BRANO DEL DOCUMENTO:
================

Anni fa, poco tempo dopo l’insediamento del sanguinario regime teocratico di Khomeini, mi è capitato spesso di ascoltare luoghi comuni simili a questo. Certo, una rivoluzione non causata da motivi economici è difficile da comprendere; ma bastano già i crimini della Savak, la feroce, onnipresente e onnipotente polizia politica dei Pahlevi, a rendere l’idea di che cosa fosse, davvero, la vita ai tempi dello Shah. Fatemeh Amini era una donna, appartenente di Mojahedin. “La crocefissero nuda. Fu fatta passare supina sulla fiamma ardente, mentre subiva le frustate di quindici agenti accaniti. Di Fatemeh erano rimasti pelle e ossa, e il cattivo odore delle sue ferite infettate si sentiva in tutto il carcere di Evin. Praticamente paralizzata morì dopo cinque mesi di tortura.”

================

Righe per l'etichettatura delle regioni
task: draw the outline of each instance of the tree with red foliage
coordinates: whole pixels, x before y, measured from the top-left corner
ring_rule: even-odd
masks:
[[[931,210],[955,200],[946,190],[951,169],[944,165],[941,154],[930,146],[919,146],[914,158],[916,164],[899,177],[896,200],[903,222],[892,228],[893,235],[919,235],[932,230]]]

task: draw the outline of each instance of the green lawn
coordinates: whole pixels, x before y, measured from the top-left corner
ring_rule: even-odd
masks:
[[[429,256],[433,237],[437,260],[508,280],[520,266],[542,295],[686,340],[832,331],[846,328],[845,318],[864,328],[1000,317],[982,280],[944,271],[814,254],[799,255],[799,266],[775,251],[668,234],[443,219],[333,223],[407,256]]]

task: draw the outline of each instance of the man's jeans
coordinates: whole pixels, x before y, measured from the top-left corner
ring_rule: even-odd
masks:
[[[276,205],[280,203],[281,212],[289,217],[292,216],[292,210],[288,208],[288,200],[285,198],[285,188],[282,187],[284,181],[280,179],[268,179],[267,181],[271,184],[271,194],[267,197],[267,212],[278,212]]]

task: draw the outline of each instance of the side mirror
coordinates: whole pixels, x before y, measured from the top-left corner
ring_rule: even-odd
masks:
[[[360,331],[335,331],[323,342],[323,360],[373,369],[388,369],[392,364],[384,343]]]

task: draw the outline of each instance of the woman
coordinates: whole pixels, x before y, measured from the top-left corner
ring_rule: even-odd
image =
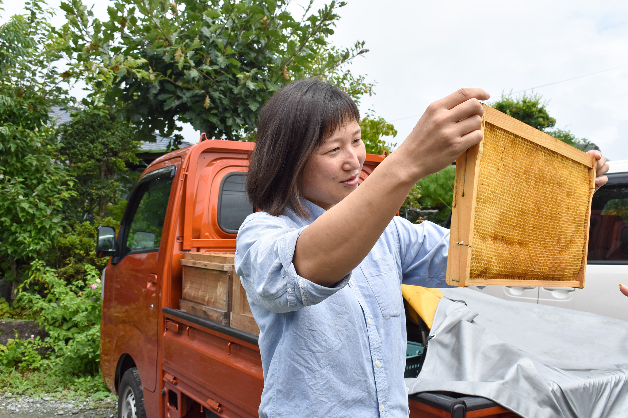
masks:
[[[260,417],[408,415],[401,284],[447,287],[449,230],[394,215],[420,179],[482,140],[489,97],[463,89],[430,105],[359,187],[350,97],[308,80],[266,104],[247,184],[262,212],[240,228],[236,255],[260,328]]]

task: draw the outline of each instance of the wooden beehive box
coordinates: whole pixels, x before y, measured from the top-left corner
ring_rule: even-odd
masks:
[[[447,284],[584,287],[595,159],[484,106],[456,160]]]
[[[187,253],[183,265],[183,299],[179,309],[219,324],[229,324],[233,254]]]
[[[230,316],[231,327],[259,335],[259,327],[255,322],[253,313],[251,311],[249,301],[246,299],[246,291],[242,287],[240,276],[237,274],[234,276],[232,283],[233,303]]]

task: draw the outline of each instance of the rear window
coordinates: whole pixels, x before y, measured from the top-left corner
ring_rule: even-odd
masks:
[[[608,174],[591,206],[588,262],[628,264],[628,173]]]
[[[225,232],[237,233],[242,223],[253,212],[246,194],[246,173],[225,176],[218,198],[218,226]]]

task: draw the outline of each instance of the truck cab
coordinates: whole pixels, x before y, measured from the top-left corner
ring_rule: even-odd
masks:
[[[205,140],[160,157],[132,192],[117,233],[99,229],[97,252],[110,257],[102,274],[100,368],[118,395],[120,417],[258,416],[264,380],[255,330],[180,306],[185,255],[232,254],[238,228],[255,210],[246,190],[254,146]],[[367,155],[360,182],[384,156]],[[232,269],[217,265],[235,288]],[[421,343],[425,331],[409,330],[409,338]],[[413,417],[508,412],[455,394],[409,403]]]

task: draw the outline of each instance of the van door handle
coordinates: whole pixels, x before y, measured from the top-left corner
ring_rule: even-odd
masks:
[[[573,292],[575,291],[575,289],[573,287],[543,287],[543,290],[546,290],[549,291],[552,291],[554,290],[561,290],[566,292]]]
[[[151,273],[146,279],[146,289],[148,290],[154,290],[157,288],[157,275]]]
[[[576,289],[573,287],[543,287],[543,290],[551,293],[551,296],[555,299],[567,299],[571,292]]]

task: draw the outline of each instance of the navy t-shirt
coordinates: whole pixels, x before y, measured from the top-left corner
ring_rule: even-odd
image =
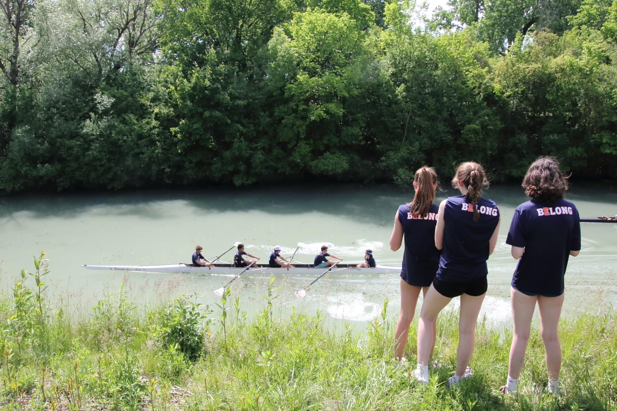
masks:
[[[313,265],[317,266],[321,264],[324,261],[327,261],[328,259],[326,258],[326,257],[329,257],[329,256],[330,254],[328,254],[328,253],[326,253],[325,254],[321,254],[321,253],[320,253],[319,254],[318,254],[315,256],[315,261],[313,262]]]
[[[197,253],[197,251],[193,253],[193,267],[201,267],[201,264],[197,262],[197,261],[199,261],[199,259],[200,258],[205,259],[204,258],[204,256],[201,255],[201,253]]]
[[[276,258],[278,257],[279,254],[276,253],[276,251],[272,251],[270,253],[270,267],[280,267],[281,265],[276,263]]]
[[[244,262],[244,259],[242,258],[242,256],[246,256],[246,253],[242,251],[240,253],[239,251],[236,253],[236,255],[233,258],[233,265],[236,267],[242,267],[246,265],[246,262]]]
[[[369,267],[376,267],[377,266],[377,264],[375,262],[375,259],[372,256],[365,259],[365,261],[366,262],[366,264],[368,264]]]
[[[433,282],[437,271],[441,251],[435,247],[435,226],[439,207],[431,204],[428,214],[418,218],[409,212],[411,206],[403,204],[399,207],[399,221],[403,226],[405,251],[400,275],[408,282],[427,285],[421,280],[429,276],[428,285]],[[418,278],[416,278],[418,277]]]
[[[550,207],[533,200],[523,203],[514,212],[505,242],[525,248],[512,277],[513,287],[560,295],[570,251],[581,250],[578,210],[563,198]]]
[[[478,207],[480,219],[473,221]],[[480,198],[477,206],[465,197],[448,197],[444,210],[444,243],[436,278],[462,282],[488,274],[489,242],[499,222],[499,210],[495,202]]]

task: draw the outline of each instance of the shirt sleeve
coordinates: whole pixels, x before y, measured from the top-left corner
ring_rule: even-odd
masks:
[[[574,224],[572,227],[572,237],[570,241],[570,250],[578,251],[581,250],[581,218],[578,210],[574,208]]]
[[[519,208],[516,208],[514,211],[514,215],[512,216],[512,221],[510,223],[508,238],[505,240],[506,244],[521,248],[524,247],[527,245],[523,222],[523,219],[521,218],[521,210]]]
[[[401,210],[403,206],[400,206],[400,207],[399,207],[399,211],[398,211],[399,222],[400,222],[400,224],[403,224],[403,219],[404,219],[403,215],[405,213],[405,212],[402,210]]]

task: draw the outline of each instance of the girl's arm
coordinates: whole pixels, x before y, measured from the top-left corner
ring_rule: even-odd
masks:
[[[512,249],[510,251],[515,259],[518,259],[523,256],[523,253],[525,252],[524,247],[517,247],[512,246]]]
[[[444,210],[445,210],[444,200],[439,203],[439,212],[437,213],[437,226],[435,226],[435,248],[441,250],[444,246],[444,228],[445,227],[445,219],[444,218]]]
[[[489,256],[495,251],[495,246],[497,245],[497,237],[499,237],[499,224],[500,224],[501,214],[499,215],[499,221],[497,221],[497,226],[495,227],[495,231],[493,232],[493,235],[491,236],[491,240],[489,241]]]
[[[399,211],[394,214],[394,227],[392,229],[392,235],[390,236],[390,250],[393,251],[400,248],[403,242],[403,225],[399,221]]]

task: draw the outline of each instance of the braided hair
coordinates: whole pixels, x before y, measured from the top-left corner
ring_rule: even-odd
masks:
[[[452,179],[452,187],[458,188],[458,182],[467,187],[467,193],[465,198],[468,203],[473,204],[473,221],[478,222],[480,219],[480,212],[478,210],[478,205],[480,202],[483,187],[489,186],[489,181],[486,179],[484,169],[482,166],[474,161],[462,163],[457,168],[457,173]]]

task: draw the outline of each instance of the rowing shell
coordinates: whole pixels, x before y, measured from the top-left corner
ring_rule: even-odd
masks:
[[[90,270],[115,270],[120,271],[142,271],[144,272],[189,272],[195,274],[226,274],[240,272],[244,267],[233,267],[228,264],[216,264],[214,267],[193,267],[190,264],[167,264],[160,266],[81,266]],[[259,270],[260,272],[288,274],[315,274],[323,272],[323,268],[315,268],[313,264],[294,264],[294,268],[273,268],[268,264],[257,264],[257,268],[249,268],[247,271]],[[378,264],[376,267],[355,268],[350,264],[337,264],[335,270],[345,271],[355,274],[378,274],[400,272],[400,266]]]

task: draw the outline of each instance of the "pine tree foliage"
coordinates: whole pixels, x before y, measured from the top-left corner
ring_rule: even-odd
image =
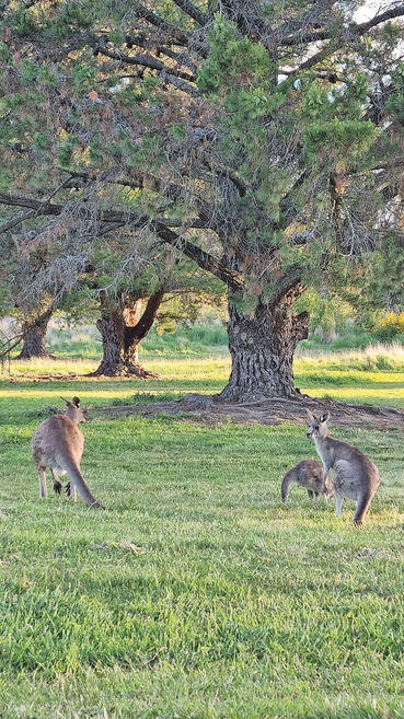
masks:
[[[108,234],[125,267],[174,248],[229,288],[223,396],[293,394],[295,302],[402,239],[404,3],[360,5],[5,3],[2,230],[51,216],[65,257]]]

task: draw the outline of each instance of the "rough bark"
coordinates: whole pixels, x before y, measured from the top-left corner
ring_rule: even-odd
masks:
[[[32,357],[49,357],[46,348],[46,332],[51,312],[47,312],[36,320],[22,323],[23,346],[18,359],[31,359]]]
[[[103,343],[103,359],[93,375],[157,379],[138,359],[139,345],[151,329],[163,292],[152,294],[143,309],[140,299],[120,298],[114,308],[105,298],[96,322]]]
[[[229,350],[232,369],[220,393],[224,402],[255,402],[268,397],[297,397],[293,353],[309,333],[309,313],[296,314],[297,294],[276,305],[258,303],[249,316],[229,299]]]

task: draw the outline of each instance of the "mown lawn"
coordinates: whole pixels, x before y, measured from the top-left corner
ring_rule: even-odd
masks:
[[[404,407],[400,358],[384,370],[320,361],[297,361],[302,391]],[[297,487],[280,501],[286,469],[315,456],[302,426],[91,413],[217,392],[229,364],[148,367],[164,379],[0,383],[0,717],[403,717],[402,433],[335,431],[381,472],[357,529],[349,502],[337,521],[333,502]],[[37,497],[37,413],[73,394],[90,410],[82,469],[105,512]]]

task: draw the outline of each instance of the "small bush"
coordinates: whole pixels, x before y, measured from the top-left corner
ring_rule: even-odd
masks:
[[[374,335],[382,341],[404,340],[404,312],[388,312],[376,326]]]

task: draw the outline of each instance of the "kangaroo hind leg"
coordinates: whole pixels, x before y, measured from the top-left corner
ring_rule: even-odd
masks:
[[[373,494],[371,492],[366,492],[362,496],[358,498],[358,503],[356,506],[355,514],[354,514],[354,523],[355,524],[362,524],[365,515],[369,509],[369,505],[372,500]]]
[[[39,479],[39,497],[48,496],[48,488],[46,486],[46,469],[45,467],[38,467],[38,479]]]
[[[56,491],[57,495],[60,495],[60,492],[61,492],[61,482],[60,482],[58,475],[56,474],[54,467],[50,467],[50,472],[51,472],[51,478],[54,480],[54,490]]]

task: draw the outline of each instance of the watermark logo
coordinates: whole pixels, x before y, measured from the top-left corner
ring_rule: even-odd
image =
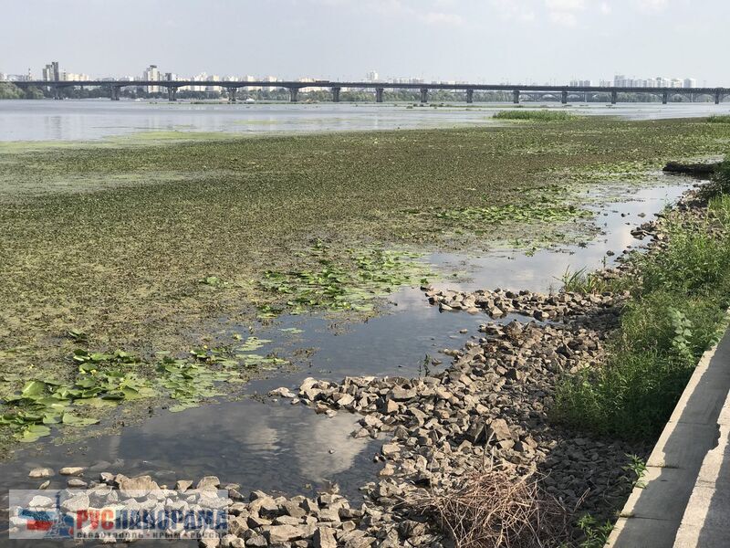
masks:
[[[11,539],[202,539],[228,531],[226,490],[10,491]]]

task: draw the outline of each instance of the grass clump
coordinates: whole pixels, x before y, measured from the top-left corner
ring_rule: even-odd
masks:
[[[566,121],[578,118],[563,111],[500,111],[493,118],[496,120],[528,120],[532,121]]]
[[[710,123],[730,123],[730,115],[728,114],[714,114],[707,118]]]
[[[667,218],[666,248],[634,258],[632,299],[608,343],[606,362],[568,377],[558,388],[559,419],[623,438],[661,432],[700,356],[725,327],[728,219],[725,195],[711,200],[704,218]],[[590,284],[584,274],[570,282],[574,289]]]

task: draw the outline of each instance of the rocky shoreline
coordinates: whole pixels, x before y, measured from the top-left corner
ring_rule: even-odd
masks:
[[[689,193],[676,209],[702,215],[696,197],[696,191]],[[651,238],[649,252],[662,248],[662,223],[658,216],[633,231]],[[630,263],[620,262],[599,275],[613,279],[628,269]],[[352,436],[382,439],[374,457],[382,468],[377,480],[361,488],[365,502],[355,508],[336,488],[316,499],[262,491],[244,496],[238,486],[209,477],[198,489],[228,489],[233,517],[228,534],[203,539],[202,546],[453,545],[444,532],[453,528],[431,501],[458,491],[485,469],[510,481],[536,478],[542,496],[571,522],[580,513],[606,520],[622,504],[631,489],[627,455],[644,457],[651,448],[563,428],[550,409],[561,375],[600,363],[629,295],[422,290],[444,312],[485,313],[491,320],[464,347],[443,351],[453,357],[445,370],[418,378],[308,378],[295,390],[269,394],[330,416],[360,415]],[[68,487],[124,489],[128,480],[104,472],[89,486],[74,477]],[[141,481],[166,489],[150,485],[150,478]],[[192,484],[179,482],[176,489]]]

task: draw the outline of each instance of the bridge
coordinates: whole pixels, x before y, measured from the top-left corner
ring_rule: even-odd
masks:
[[[464,91],[467,103],[474,102],[474,91],[506,91],[512,94],[512,100],[517,104],[523,96],[559,98],[563,104],[576,98],[587,100],[588,97],[605,95],[611,104],[619,101],[620,93],[643,93],[653,95],[662,100],[663,104],[669,102],[670,98],[675,96],[690,97],[693,100],[697,97],[709,97],[714,100],[715,104],[722,102],[725,96],[730,95],[730,88],[614,88],[605,86],[539,86],[539,85],[511,85],[511,84],[447,84],[447,83],[391,83],[391,82],[335,82],[329,80],[315,80],[311,82],[300,81],[218,81],[218,80],[86,80],[86,81],[47,81],[47,80],[18,80],[13,82],[20,88],[50,88],[54,99],[63,99],[61,90],[74,87],[105,87],[110,89],[111,100],[120,100],[120,91],[127,87],[162,87],[167,90],[169,100],[177,100],[177,91],[180,88],[193,86],[205,86],[224,88],[228,91],[228,100],[236,101],[236,95],[241,88],[274,88],[288,90],[291,102],[298,100],[299,91],[304,89],[318,88],[329,90],[332,100],[339,102],[340,92],[343,89],[374,90],[375,100],[383,101],[386,90],[417,90],[421,93],[421,102],[428,102],[428,94],[431,90]]]

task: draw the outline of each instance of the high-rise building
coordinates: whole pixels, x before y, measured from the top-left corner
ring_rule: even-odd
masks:
[[[160,69],[157,65],[150,65],[142,73],[142,79],[147,81],[160,81]],[[160,86],[147,86],[148,93],[160,93]]]
[[[47,82],[57,82],[61,79],[58,61],[52,61],[43,68],[43,79]]]

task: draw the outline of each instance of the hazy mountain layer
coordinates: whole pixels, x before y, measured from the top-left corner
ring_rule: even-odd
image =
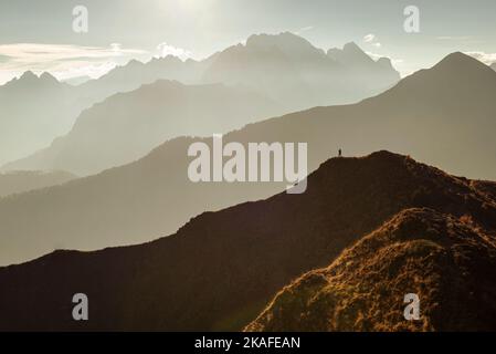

================

COMPITI DA SVOLGERE:
a – Riscrivi come elenco puntato più breve il paragrafo del brano che inizia con «Anni fa, poco tempo dopo», conservandone i fatti principali.
b – Secondo il brano, dopo quanti mesi di tortura morì Fatemeh Amini?

SOLUZIONI QUI SOTTO:
a –
- Poco dopo l'insediamento del regime teocratico di Khomeini, chi scrive sentiva spesso luoghi comuni di questo tipo.
- Una rivoluzione non dovuta a motivi economici è difficile da capire, ma i crimini della Savak, la polizia politica dei Pahlevi, bastano a mostrare com'era la vita sotto lo Shah.
- Fatemeh Amini, donna dei Mojahedin, fu crocefissa nuda, fatta passare supina sulla fiamma e frustata da quindici agenti.
- Ridotta a pelle e ossa, con ferite infette il cui odore si sentiva in tutto il carcere di Evin, quasi paralizzata, morì dopo cinque mesi di tortura.

b – Dopo cinque mesi.